### Exercise
All lines in the records below with the word "lake" must be returned.

****************************************

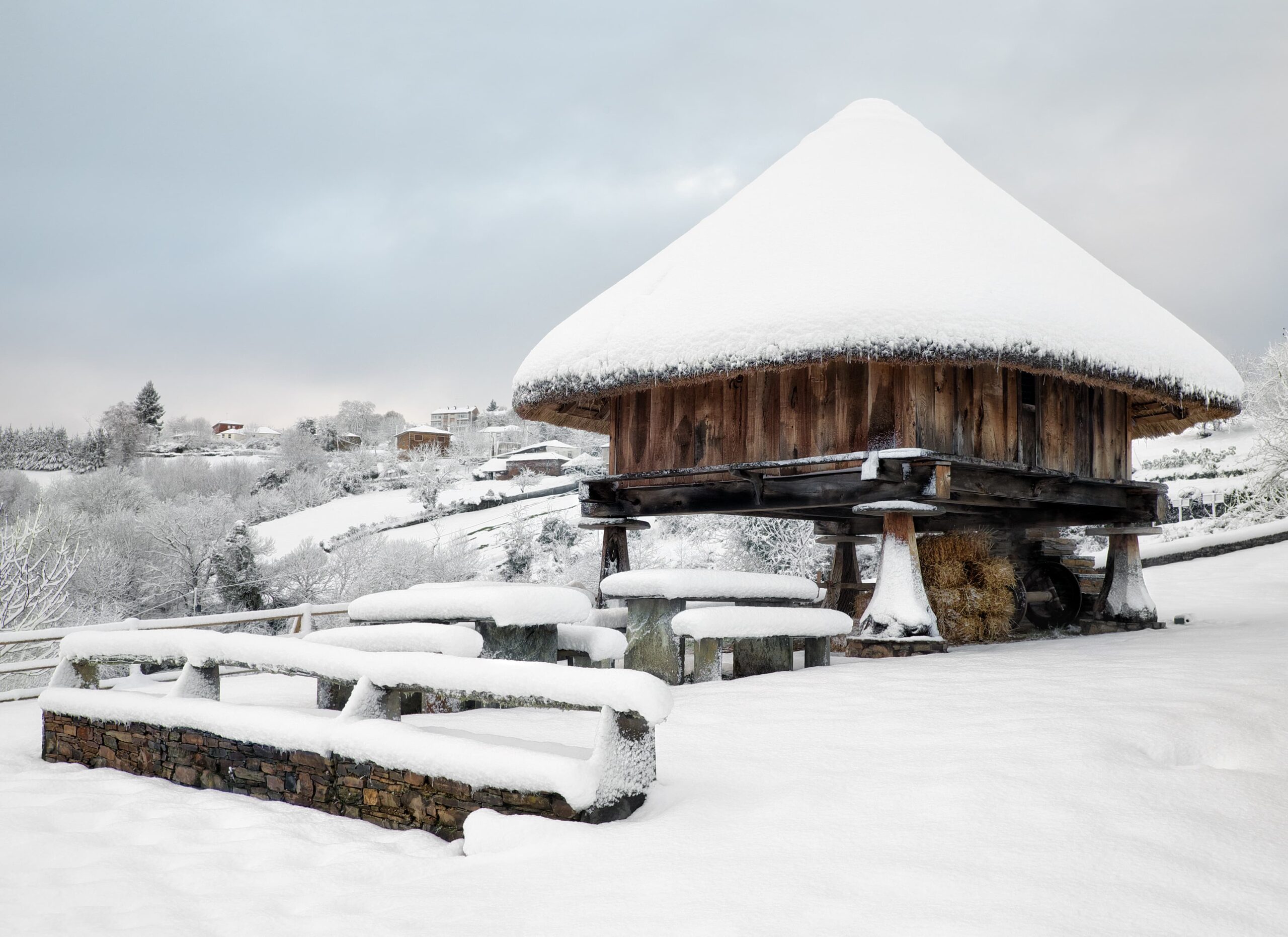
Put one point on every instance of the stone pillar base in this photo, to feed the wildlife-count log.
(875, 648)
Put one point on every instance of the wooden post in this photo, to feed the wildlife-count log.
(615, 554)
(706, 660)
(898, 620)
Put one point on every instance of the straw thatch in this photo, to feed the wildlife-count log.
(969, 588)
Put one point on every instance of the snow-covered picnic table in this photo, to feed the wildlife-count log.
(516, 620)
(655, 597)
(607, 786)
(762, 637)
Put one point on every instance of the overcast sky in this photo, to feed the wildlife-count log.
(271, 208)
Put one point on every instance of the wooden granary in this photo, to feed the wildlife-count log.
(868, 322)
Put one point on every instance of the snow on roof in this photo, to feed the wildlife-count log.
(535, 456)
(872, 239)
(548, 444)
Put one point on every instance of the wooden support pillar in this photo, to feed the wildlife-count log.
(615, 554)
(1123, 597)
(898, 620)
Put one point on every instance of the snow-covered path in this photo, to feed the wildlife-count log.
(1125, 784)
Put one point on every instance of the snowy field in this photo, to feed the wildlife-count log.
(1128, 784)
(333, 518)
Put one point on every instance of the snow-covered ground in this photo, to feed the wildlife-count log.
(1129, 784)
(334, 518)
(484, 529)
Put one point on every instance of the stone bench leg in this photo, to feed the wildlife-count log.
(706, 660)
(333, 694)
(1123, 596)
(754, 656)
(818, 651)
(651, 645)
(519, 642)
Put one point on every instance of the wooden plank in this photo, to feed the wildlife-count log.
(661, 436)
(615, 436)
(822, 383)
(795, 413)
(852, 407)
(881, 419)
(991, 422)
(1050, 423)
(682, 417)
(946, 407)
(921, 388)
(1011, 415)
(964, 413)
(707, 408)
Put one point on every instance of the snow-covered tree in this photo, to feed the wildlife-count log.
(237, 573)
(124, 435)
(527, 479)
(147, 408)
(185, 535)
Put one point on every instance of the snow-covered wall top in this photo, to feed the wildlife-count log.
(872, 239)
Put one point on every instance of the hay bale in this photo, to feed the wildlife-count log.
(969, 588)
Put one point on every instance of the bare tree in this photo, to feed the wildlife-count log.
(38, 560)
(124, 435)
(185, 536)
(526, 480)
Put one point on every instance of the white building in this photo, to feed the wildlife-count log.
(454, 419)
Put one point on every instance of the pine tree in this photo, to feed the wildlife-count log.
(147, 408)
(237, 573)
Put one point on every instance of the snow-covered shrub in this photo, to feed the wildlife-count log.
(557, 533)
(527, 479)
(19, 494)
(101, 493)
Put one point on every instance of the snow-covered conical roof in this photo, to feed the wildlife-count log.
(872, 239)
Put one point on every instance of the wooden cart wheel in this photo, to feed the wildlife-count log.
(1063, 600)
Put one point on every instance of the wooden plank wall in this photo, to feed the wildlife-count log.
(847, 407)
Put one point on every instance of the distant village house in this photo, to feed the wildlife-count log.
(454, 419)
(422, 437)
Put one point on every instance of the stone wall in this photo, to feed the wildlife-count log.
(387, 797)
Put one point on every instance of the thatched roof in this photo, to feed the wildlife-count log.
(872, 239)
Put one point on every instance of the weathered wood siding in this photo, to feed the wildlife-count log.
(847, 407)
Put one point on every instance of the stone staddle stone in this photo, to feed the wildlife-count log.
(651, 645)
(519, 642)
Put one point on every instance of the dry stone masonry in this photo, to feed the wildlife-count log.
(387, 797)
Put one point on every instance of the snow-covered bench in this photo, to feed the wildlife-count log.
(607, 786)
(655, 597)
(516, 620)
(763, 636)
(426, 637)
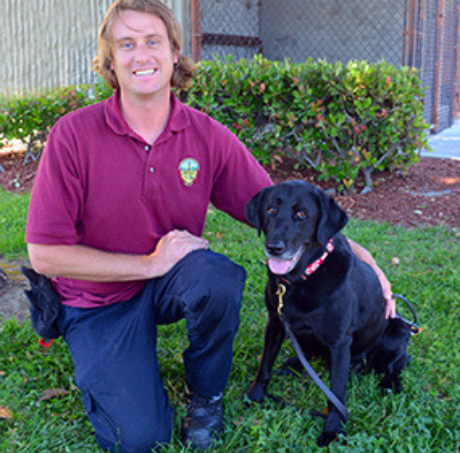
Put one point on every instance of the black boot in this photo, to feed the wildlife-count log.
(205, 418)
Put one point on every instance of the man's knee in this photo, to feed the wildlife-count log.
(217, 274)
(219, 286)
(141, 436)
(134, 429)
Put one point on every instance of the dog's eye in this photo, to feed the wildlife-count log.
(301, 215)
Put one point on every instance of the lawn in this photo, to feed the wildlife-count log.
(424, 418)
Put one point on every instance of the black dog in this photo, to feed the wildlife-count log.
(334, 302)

****************************************

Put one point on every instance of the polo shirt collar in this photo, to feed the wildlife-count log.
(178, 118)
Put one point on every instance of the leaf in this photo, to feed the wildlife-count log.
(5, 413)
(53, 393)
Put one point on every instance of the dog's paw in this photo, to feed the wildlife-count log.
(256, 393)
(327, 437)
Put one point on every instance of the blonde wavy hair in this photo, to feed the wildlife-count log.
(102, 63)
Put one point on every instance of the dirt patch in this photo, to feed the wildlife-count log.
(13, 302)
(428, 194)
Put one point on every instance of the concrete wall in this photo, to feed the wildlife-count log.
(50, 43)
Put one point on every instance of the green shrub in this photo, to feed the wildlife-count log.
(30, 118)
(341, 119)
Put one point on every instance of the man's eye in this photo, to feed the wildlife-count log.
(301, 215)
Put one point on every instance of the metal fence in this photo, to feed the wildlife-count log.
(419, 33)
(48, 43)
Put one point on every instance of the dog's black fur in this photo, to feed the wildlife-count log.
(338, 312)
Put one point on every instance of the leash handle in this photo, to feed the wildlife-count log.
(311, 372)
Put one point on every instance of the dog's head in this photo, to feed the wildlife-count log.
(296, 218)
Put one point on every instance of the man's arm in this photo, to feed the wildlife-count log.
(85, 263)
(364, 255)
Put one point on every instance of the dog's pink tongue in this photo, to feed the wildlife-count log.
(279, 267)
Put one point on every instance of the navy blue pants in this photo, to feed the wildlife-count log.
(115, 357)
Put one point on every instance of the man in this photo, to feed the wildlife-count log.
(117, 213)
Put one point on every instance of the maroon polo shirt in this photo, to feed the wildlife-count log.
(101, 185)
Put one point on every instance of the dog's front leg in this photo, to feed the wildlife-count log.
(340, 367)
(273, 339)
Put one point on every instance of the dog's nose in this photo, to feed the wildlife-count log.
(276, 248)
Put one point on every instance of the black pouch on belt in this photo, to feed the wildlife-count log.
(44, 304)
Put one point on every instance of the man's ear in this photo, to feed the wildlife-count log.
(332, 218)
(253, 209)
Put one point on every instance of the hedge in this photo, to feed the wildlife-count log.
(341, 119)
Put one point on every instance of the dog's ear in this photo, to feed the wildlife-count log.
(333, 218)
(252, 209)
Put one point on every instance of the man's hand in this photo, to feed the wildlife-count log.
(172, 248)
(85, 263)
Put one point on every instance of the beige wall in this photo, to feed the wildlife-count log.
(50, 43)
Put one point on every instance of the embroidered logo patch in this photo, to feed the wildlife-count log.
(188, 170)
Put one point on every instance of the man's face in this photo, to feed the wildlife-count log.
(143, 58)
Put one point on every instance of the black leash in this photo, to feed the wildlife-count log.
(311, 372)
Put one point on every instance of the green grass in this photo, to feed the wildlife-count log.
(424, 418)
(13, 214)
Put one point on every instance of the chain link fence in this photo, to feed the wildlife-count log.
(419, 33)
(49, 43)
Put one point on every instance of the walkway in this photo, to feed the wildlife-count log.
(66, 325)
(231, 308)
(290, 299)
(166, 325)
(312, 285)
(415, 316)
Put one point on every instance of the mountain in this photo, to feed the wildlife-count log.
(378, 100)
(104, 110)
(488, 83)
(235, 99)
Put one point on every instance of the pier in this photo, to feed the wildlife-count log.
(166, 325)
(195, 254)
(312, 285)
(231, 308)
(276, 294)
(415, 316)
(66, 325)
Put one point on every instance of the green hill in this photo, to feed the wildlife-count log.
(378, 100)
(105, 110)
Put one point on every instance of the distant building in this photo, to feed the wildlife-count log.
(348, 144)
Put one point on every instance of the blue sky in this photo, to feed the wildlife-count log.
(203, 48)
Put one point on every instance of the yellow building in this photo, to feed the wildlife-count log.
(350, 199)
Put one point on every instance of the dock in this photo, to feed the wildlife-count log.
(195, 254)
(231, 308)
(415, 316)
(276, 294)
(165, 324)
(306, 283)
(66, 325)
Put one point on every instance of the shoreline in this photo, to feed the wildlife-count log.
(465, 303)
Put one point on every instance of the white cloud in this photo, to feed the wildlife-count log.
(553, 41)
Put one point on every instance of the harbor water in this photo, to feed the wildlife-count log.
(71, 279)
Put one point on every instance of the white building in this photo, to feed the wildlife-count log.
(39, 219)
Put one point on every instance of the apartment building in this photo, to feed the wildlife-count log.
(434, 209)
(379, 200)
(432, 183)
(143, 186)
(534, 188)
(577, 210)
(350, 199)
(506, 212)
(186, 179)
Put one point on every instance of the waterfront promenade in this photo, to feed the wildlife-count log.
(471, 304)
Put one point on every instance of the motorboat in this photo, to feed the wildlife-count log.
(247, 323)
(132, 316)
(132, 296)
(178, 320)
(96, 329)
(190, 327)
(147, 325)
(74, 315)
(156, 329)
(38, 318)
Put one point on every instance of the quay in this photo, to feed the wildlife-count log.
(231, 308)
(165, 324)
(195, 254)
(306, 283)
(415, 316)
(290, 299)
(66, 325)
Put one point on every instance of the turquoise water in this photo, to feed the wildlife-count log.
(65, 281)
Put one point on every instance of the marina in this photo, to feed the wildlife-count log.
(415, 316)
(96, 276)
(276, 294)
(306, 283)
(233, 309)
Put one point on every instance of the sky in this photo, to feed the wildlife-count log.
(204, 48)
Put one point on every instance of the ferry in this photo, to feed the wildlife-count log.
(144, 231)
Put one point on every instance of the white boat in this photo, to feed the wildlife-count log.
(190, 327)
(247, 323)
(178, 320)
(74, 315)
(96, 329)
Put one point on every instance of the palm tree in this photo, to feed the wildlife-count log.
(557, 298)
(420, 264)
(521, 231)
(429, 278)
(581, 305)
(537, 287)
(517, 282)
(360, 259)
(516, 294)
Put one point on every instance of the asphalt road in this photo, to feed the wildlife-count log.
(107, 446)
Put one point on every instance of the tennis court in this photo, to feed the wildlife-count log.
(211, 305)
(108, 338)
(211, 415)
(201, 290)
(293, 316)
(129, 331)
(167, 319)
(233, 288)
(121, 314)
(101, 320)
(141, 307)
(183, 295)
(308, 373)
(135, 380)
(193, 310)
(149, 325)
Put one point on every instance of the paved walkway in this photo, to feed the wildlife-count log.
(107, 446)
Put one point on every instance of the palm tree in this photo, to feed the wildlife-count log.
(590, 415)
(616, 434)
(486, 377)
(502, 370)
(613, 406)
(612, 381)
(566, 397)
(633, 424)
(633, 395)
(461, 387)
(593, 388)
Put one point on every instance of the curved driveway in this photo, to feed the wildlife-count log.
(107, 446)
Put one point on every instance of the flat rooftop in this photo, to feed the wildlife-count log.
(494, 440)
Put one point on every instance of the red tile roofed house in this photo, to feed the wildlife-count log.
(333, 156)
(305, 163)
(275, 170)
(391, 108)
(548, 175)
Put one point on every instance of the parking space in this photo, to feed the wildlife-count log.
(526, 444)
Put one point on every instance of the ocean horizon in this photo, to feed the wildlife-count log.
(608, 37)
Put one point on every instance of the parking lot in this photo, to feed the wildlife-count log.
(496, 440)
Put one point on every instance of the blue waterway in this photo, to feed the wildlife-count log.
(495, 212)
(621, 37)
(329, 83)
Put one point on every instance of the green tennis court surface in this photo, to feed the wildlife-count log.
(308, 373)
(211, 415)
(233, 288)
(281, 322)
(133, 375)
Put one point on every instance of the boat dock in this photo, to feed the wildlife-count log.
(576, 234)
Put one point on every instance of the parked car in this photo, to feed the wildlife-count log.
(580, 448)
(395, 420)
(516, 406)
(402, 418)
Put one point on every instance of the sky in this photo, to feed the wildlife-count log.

****************************************

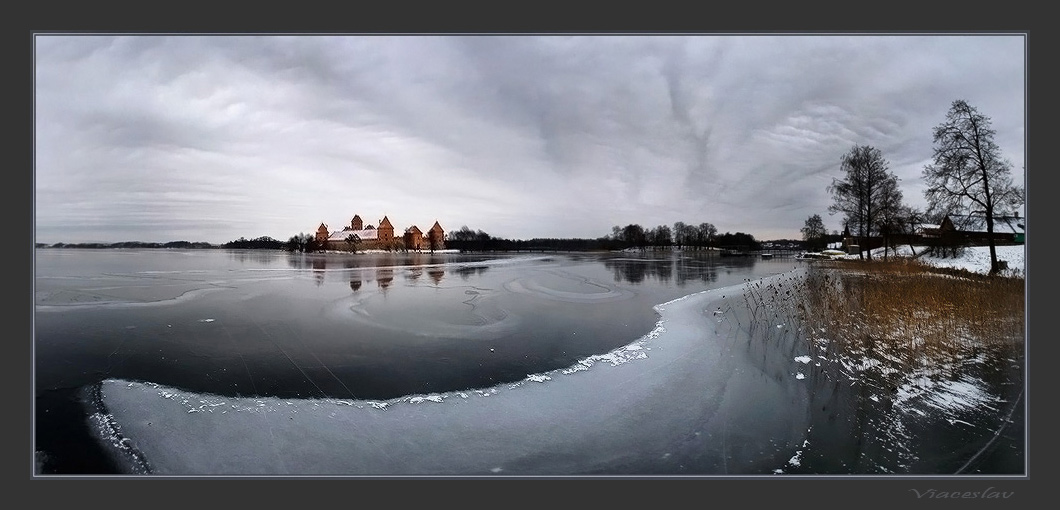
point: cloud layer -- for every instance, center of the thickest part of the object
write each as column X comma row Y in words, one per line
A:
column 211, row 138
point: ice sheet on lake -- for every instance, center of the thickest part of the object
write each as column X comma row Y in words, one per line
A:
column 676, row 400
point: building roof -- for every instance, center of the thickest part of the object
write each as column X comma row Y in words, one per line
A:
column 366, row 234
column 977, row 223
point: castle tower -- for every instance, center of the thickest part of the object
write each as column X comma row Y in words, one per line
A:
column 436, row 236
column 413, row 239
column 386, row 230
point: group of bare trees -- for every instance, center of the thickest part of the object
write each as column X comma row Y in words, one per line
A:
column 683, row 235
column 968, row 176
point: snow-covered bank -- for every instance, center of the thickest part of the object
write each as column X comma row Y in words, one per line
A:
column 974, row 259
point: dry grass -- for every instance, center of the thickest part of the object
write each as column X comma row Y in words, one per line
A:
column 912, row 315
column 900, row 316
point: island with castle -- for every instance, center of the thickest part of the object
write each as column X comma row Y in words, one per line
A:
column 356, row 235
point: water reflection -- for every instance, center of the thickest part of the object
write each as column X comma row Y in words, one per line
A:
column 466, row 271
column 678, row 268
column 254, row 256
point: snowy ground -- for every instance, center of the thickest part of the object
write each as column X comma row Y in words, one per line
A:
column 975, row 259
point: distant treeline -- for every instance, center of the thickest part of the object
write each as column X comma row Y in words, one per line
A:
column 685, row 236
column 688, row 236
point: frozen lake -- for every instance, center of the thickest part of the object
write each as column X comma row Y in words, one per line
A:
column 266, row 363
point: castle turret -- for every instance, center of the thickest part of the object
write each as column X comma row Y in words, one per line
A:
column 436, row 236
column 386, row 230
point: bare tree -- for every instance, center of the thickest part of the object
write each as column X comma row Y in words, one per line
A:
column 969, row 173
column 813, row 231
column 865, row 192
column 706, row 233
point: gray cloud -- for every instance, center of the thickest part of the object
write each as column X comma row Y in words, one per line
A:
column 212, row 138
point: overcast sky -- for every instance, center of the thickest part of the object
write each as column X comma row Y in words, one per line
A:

****************************************

### Written answer
point: ice sheet on lake -- for every instance, center of the thickest part of the object
point: frozen lake -- for every instance, center of the thickest part of the object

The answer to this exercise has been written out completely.